◆ Direction ◆
Write the records below as a two-column CSV headed instruction,answer, with one row per record. Put each field in double quotes, replace line breaks with spaces, and leave out the pictures.

-------- Dataset rows --------

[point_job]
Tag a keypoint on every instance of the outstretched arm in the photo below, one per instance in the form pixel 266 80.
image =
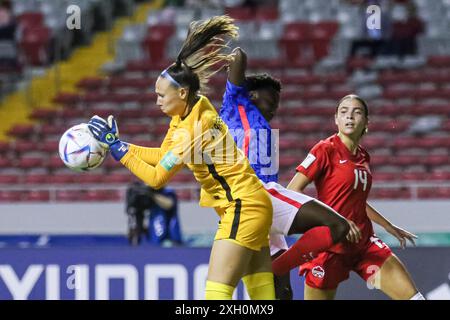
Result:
pixel 399 233
pixel 154 176
pixel 237 67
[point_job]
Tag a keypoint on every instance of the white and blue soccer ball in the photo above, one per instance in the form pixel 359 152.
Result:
pixel 79 150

--------

◆ Reply ◆
instruction,answer
"[point_job] Tag a keypoint on every instance of the outstretched arm in the photo below, one per instance in the form pixel 266 80. image = Result:","pixel 399 233 pixel 154 176 pixel 237 67"
"[point_job] Tag a keypoint on every instance of the white and blue soccer ball in the photo above, one per instance in the form pixel 359 152. Result:","pixel 79 150"